→ **Work instructions**
Exclude images and print all the records verbatim.

Referring expression grounding data
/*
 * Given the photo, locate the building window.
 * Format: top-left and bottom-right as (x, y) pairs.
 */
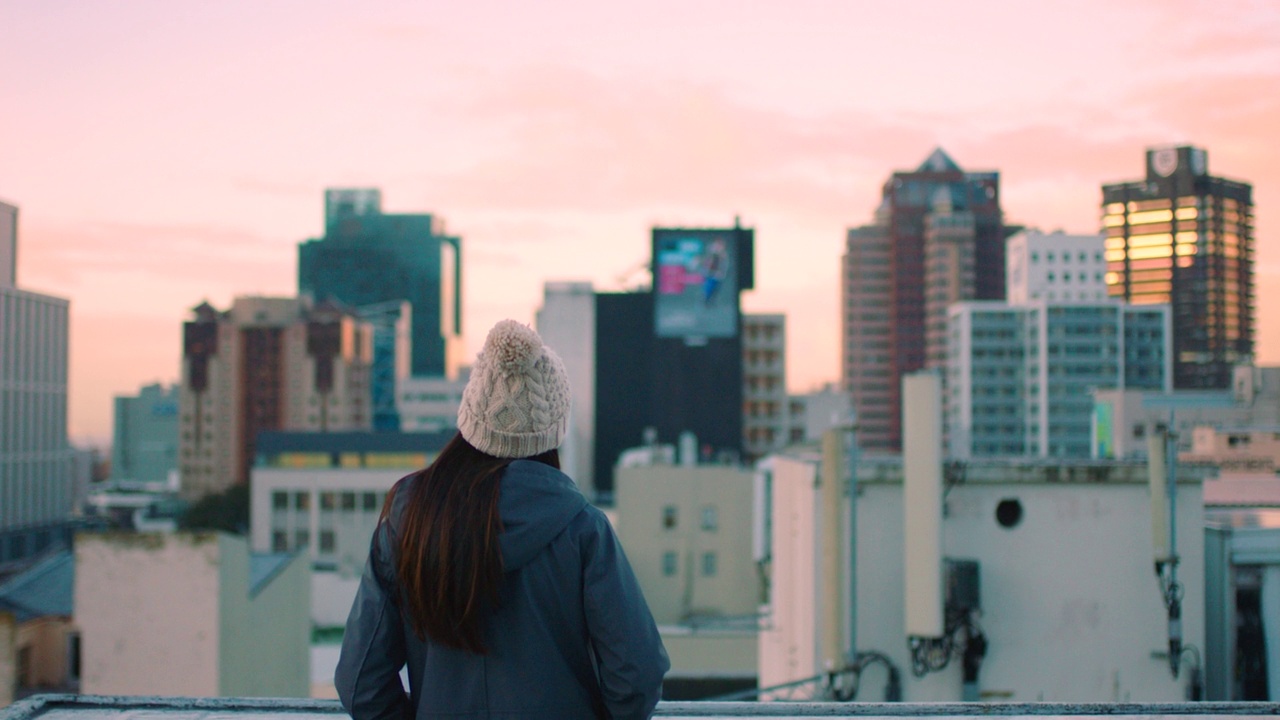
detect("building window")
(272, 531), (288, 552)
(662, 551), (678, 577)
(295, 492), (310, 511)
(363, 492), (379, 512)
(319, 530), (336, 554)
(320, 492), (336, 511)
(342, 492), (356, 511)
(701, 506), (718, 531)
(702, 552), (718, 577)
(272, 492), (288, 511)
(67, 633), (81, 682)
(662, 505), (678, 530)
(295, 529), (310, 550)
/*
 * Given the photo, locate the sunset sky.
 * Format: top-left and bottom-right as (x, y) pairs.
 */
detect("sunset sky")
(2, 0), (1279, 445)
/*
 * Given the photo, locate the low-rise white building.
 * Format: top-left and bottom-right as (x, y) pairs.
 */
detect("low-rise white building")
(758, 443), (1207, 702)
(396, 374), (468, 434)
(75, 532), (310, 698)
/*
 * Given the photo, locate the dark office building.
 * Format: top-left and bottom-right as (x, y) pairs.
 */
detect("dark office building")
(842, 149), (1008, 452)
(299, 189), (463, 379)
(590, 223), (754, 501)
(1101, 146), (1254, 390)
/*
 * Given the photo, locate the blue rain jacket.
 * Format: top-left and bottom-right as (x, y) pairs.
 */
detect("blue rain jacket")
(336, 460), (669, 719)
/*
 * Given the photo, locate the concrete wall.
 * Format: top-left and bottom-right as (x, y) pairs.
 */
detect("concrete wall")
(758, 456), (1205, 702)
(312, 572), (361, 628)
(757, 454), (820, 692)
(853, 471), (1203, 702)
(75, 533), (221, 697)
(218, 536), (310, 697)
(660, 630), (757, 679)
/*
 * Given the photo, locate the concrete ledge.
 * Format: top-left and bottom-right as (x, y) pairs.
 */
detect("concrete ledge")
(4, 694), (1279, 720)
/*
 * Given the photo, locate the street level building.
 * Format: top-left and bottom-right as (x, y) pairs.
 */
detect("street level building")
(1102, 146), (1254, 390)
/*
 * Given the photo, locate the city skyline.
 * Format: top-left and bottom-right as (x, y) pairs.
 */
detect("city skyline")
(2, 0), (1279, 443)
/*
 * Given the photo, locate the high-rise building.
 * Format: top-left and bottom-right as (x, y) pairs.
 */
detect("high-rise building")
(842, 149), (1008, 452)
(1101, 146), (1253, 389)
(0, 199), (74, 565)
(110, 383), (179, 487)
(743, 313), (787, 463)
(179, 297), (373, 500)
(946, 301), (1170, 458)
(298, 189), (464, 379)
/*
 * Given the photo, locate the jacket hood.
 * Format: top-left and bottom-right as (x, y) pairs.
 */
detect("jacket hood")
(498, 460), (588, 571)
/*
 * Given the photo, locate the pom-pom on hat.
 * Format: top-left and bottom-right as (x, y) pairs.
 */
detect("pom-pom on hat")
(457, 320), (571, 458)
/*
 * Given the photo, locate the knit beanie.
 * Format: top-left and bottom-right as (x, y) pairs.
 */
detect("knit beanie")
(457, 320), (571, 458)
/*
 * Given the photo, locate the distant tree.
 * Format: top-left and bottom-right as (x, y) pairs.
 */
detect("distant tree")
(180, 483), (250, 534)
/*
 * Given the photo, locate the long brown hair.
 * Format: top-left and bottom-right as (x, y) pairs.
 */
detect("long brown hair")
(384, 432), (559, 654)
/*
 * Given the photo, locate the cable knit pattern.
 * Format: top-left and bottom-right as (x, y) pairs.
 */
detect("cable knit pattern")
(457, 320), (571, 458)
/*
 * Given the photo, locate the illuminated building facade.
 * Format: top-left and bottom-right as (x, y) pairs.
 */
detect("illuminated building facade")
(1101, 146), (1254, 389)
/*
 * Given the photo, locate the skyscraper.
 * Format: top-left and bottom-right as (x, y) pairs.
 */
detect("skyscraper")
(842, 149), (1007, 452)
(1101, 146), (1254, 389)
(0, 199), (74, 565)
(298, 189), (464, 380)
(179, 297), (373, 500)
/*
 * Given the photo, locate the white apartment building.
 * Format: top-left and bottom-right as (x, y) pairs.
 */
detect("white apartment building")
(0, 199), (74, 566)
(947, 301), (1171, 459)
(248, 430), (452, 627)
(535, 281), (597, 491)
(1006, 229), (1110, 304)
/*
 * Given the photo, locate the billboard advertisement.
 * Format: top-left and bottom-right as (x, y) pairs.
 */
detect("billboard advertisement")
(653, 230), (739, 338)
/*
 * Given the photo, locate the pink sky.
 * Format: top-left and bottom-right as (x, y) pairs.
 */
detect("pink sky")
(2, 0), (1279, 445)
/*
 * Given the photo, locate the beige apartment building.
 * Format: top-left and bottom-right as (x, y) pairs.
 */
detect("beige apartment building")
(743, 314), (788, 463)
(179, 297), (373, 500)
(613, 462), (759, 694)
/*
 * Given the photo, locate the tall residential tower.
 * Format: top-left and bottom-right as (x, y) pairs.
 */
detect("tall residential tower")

→ **The answer**
/*
 * Given the photo, locate the building window.
 * Format: top-left and bottom-right as (x, y) pairs.
 */
detect("building window")
(272, 531), (288, 552)
(662, 551), (678, 577)
(295, 492), (310, 511)
(363, 492), (379, 512)
(319, 530), (336, 554)
(320, 492), (336, 511)
(342, 492), (356, 511)
(701, 506), (718, 531)
(702, 552), (718, 577)
(272, 492), (288, 511)
(67, 633), (81, 682)
(662, 505), (678, 530)
(295, 529), (310, 550)
/*
 * Given the photo, locate the sunset sky.
 * Format: top-left and bottom-right as (x, y) pairs.
 */
detect("sunset sky")
(2, 0), (1279, 445)
/*
 * Given the photo, locate the low-rise white building.
 * Format: top-left and bottom-right as (x, y) pairs.
 */
detect("low-rise white building")
(758, 443), (1207, 702)
(396, 374), (468, 434)
(75, 532), (310, 698)
/*
 * Given the photo, locate the dark office building.
 * Format: top-left and bottom-right as (x, y) pairs.
 */
detect("dark office building")
(842, 149), (1008, 452)
(299, 189), (463, 379)
(590, 223), (754, 501)
(1101, 146), (1254, 390)
/*
 * Given the photo, locate the blue rain jacket.
 * Format: top-left and bottom-right as (x, y) pairs.
 */
detect("blue rain jacket")
(336, 460), (669, 719)
/*
 * Given the photo, locate the concrete wall.
 * Format: top-left and bottom-right as (x, y) pairs.
 */
detect("concrete wall")
(758, 456), (1205, 702)
(312, 572), (361, 628)
(757, 454), (820, 692)
(853, 471), (1203, 702)
(75, 533), (221, 697)
(218, 536), (310, 697)
(660, 630), (757, 679)
/*
 * Given the photo, locate the concrete ledge.
 * Format: top-left and bottom-right as (x, y) pairs.
 */
detect("concrete ledge")
(4, 694), (1279, 720)
/*
 * Given the photo, locate the street level building.
 * Format: top-left and bottom-right as (x, y) pairs.
 */
detect("street level building")
(1102, 146), (1254, 390)
/*
 * Given the photo, locate the city skyline.
 * Format: top-left and bottom-right as (x, y) pairs.
 */
detect("city skyline")
(2, 0), (1279, 443)
/*
 * Given the photo, locate the high-rise building.
 * Format: top-left and bottom-right as (x, y) pairs.
 */
detect("high-rise building")
(842, 149), (1008, 452)
(1101, 146), (1253, 389)
(0, 199), (74, 565)
(110, 383), (179, 487)
(743, 313), (787, 463)
(179, 297), (373, 500)
(946, 301), (1170, 458)
(298, 189), (464, 379)
/*
 * Given the photo, locate the jacket hood.
 * Format: top-left and bottom-right as (x, y) pairs.
 */
detect("jacket hood")
(498, 460), (588, 571)
/*
 * Given the photo, locate the pom-pom on hat.
 * Format: top-left and bottom-right as (x, y) pairs.
 */
detect("pom-pom on hat")
(457, 320), (571, 458)
/*
 * Given the photo, locate the knit beanie.
 * Format: top-left and bottom-right as (x, y) pairs.
 */
detect("knit beanie")
(457, 320), (571, 458)
/*
 * Given the photo, locate the distant tree.
 * Format: top-left and bottom-right as (x, y) pairs.
 */
detect("distant tree")
(180, 483), (250, 534)
/*
 * Given the photo, locate the long brown hair.
 * Format: top-left and bottom-right as (x, y) pairs.
 */
detect("long brown hair")
(384, 432), (559, 654)
/*
 * Given the photo, locate the cable knit pattern.
 * Format: top-left and bottom-right as (x, y) pairs.
 */
detect("cable knit pattern")
(457, 320), (571, 458)
/*
 * Given the photo, locate the illuminated building facade.
 * Format: top-left and bottom-right as (x, y) pairs.
 */
detect("illuminated building facade")
(1101, 146), (1254, 389)
/*
 * Given the photo, locate the skyscraper.
 * Format: top-left and bottom-right as (x, y) pairs.
 */
detect("skyscraper")
(842, 149), (1007, 452)
(1101, 146), (1254, 389)
(0, 199), (74, 565)
(298, 189), (464, 380)
(179, 297), (373, 500)
/*
 * Given the photo, locate the white apartment building.
 * Format: top-left and bottom-right as (x, y) pairs.
 */
detect("white apartment building")
(0, 199), (74, 566)
(947, 301), (1171, 459)
(248, 430), (452, 627)
(535, 281), (597, 491)
(1006, 229), (1110, 304)
/*
 * Given the photo, locate the billboard advertisement.
 * Format: top-left and bottom-right as (x, y) pairs.
 */
detect("billboard advertisement")
(653, 230), (739, 338)
/*
 * Given the photo, locate the pink sky.
 * Format: top-left and bottom-right as (x, y) pairs.
 */
detect("pink sky")
(2, 0), (1279, 445)
/*
 * Given the photo, locate the beige apartment building.
 * Format: top-left and bottom-right as (x, y) pairs.
 */
detect("beige apartment building")
(743, 314), (788, 463)
(179, 297), (373, 500)
(613, 462), (759, 694)
/*
 * Given the photo, locate the tall residential tower.
 * Format: top-left and bottom-right as (x, y) pairs.
 */
detect("tall residential tower")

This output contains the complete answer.